* _WORK INSTRUCTIONS_: All of the records listed below should be retyped exactly.

Source records
[Start of Attachment]

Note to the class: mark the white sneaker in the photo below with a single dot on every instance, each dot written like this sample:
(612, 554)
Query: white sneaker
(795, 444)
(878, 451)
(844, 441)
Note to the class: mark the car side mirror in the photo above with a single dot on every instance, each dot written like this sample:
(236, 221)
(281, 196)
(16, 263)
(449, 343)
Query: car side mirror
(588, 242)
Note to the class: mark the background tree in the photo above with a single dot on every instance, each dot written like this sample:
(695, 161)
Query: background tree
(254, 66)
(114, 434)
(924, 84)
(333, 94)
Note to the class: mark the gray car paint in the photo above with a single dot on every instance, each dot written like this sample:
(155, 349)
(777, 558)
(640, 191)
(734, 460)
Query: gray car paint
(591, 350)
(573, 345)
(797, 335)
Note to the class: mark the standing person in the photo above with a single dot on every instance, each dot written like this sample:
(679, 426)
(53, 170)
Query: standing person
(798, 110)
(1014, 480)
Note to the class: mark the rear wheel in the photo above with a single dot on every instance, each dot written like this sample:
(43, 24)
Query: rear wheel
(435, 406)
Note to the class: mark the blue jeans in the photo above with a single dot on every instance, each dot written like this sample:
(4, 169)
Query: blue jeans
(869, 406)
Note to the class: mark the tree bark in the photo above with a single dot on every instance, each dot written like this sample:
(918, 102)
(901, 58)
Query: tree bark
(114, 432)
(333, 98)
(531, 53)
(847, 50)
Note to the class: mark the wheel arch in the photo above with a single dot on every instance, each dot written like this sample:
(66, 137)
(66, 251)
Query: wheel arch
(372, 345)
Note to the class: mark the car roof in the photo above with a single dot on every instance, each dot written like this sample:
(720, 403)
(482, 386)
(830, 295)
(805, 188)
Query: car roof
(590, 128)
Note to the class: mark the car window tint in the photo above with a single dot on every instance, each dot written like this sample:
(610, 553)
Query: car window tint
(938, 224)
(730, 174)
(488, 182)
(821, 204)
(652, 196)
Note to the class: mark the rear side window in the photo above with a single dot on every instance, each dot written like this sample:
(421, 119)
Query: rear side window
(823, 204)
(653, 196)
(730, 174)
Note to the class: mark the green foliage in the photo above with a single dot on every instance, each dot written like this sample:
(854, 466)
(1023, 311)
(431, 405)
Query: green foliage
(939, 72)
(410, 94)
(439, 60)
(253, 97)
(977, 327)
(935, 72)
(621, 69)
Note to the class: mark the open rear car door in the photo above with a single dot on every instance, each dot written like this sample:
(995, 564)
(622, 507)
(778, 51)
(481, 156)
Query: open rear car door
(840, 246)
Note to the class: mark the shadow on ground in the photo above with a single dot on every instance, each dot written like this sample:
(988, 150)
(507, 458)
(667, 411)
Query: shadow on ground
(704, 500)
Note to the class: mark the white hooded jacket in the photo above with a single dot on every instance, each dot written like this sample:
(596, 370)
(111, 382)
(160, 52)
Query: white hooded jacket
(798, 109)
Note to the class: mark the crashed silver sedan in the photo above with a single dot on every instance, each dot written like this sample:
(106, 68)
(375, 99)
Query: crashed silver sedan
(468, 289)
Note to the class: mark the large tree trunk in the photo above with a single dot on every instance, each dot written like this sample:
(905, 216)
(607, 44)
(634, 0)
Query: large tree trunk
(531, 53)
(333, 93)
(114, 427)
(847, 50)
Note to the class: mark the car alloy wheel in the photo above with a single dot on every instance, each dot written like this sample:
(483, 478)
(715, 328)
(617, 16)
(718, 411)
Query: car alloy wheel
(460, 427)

[End of Attachment]

* _OUTPUT FOR THIS TASK_:
Note to the class: mark the white sneaker in the photo below with a single dot on every instance, each dot written like this sample:
(612, 554)
Query: white sneaker
(795, 444)
(878, 451)
(844, 441)
Note to the class: mark the car side mirror in the photo above with a single dot on every instance, each dot written like this sample:
(236, 221)
(281, 196)
(16, 263)
(449, 343)
Query: car side mirror
(588, 242)
Note to the class: mark the background tree in the photo above with a single dot on every instance, each dot written like this sample:
(695, 161)
Query: background tree
(254, 66)
(114, 434)
(924, 84)
(333, 94)
Note to the class: mark the gray car paint in the photo above with a single dot on every instance, each dot written like this sample:
(155, 349)
(777, 558)
(640, 191)
(734, 460)
Query: gray car paint
(591, 350)
(573, 345)
(797, 335)
Note to the class: mark the standing person in the photo above with a single dot on every instance, each dot written like this sample:
(679, 426)
(53, 170)
Query: standing person
(798, 110)
(1014, 480)
Note to the class: mark the rear wheel in the photo above with a single dot on every instance, each dot written like this sample:
(43, 24)
Query: rear wheel
(435, 406)
Note to the class: mark the blue jeans in the photo above with a single dot on every instance, each dot written like this sample:
(4, 169)
Query: blue jeans
(869, 406)
Note to the class: mark the tree bark in the photo above with a single dot on every instance, each dot written like this sample:
(918, 102)
(901, 58)
Query: tree bark
(114, 432)
(333, 98)
(531, 53)
(847, 50)
Note to the class: mark the wheel arch in the photo above with a single dot on every instance, each dot written like this sample:
(66, 137)
(66, 251)
Query: wheel arch
(372, 345)
Note to the class: mark the car roof in the photo above with a single dot on every instance, each dot written like this sample:
(720, 403)
(482, 386)
(830, 295)
(805, 188)
Query: car roof
(590, 128)
Note to the class: mark the car window tint in the photo above with a single dot on every instance, each dot written like this sample:
(610, 553)
Query: car window tint
(938, 224)
(730, 174)
(488, 182)
(821, 204)
(652, 196)
Note to the class: mark the rear side window in the photo above with a single dot on every instance, each dot written like this sample:
(421, 119)
Query: rear side window
(823, 204)
(653, 196)
(730, 174)
Note to the class: mark the green foliage in the photo above with a single dot on every instance, each dot written like this sample:
(854, 466)
(1023, 311)
(431, 405)
Query: green foliage
(939, 72)
(410, 94)
(439, 60)
(253, 97)
(977, 327)
(935, 72)
(621, 69)
Note to the class: mark the open rear car door in the photo above with a single dot on every instance, each dot written like this sample:
(995, 564)
(622, 507)
(778, 51)
(481, 156)
Query: open rear car door
(840, 246)
Note to the class: mark the shadow on ground in the photo above with a single dot on every instance, each dot written like this sample:
(988, 150)
(507, 458)
(667, 411)
Query: shadow on ground
(704, 500)
Note to the class: mark the white hooded jacket in the photo above with a single dot on every instance, each dot written like this sample:
(596, 370)
(111, 382)
(160, 52)
Query: white hooded jacket
(798, 109)
Note to the class: mark the crashed silver sedan in the photo above with a single dot on every instance, each dot written like this sample:
(106, 68)
(375, 99)
Query: crashed silver sedan
(468, 289)
Note to the class: mark the large tree trunk in the photo above with a single dot on every instance, each dot written like this sample:
(905, 216)
(607, 44)
(634, 0)
Query: large tree trunk
(531, 53)
(333, 93)
(114, 427)
(847, 50)
Note to the class: mark the car alloy wheel in the photo above with a single dot on every instance, each dot written like this sample:
(483, 478)
(715, 328)
(617, 16)
(718, 411)
Query: car alloy wheel
(460, 427)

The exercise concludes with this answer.